(Records from a collection)
== Segment start ==

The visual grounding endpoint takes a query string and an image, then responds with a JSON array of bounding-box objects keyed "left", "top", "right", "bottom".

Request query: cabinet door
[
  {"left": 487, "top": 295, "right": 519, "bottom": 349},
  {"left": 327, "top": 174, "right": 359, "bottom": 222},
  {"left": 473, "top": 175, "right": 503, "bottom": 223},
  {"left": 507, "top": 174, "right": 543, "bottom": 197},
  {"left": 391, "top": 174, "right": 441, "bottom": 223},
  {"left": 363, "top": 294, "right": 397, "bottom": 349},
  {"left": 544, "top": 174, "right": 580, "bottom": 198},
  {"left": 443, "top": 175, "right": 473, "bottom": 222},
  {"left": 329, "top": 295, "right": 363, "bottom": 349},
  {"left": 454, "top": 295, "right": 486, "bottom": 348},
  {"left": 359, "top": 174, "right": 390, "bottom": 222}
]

== Segment end ==

[Problem description] All entries above are to be transcribed verbatim.

[Answer to the exercise]
The visual grounding endpoint takes a query string and an image, then responds with a JSON array of bounding-box objects keyed "left", "top", "right", "bottom".

Request query: cabinet door
[
  {"left": 487, "top": 295, "right": 519, "bottom": 349},
  {"left": 327, "top": 174, "right": 359, "bottom": 222},
  {"left": 473, "top": 175, "right": 503, "bottom": 223},
  {"left": 507, "top": 174, "right": 543, "bottom": 197},
  {"left": 391, "top": 174, "right": 441, "bottom": 223},
  {"left": 363, "top": 294, "right": 397, "bottom": 349},
  {"left": 544, "top": 174, "right": 580, "bottom": 198},
  {"left": 443, "top": 175, "right": 473, "bottom": 222},
  {"left": 329, "top": 295, "right": 363, "bottom": 349},
  {"left": 454, "top": 295, "right": 486, "bottom": 348},
  {"left": 359, "top": 174, "right": 390, "bottom": 222}
]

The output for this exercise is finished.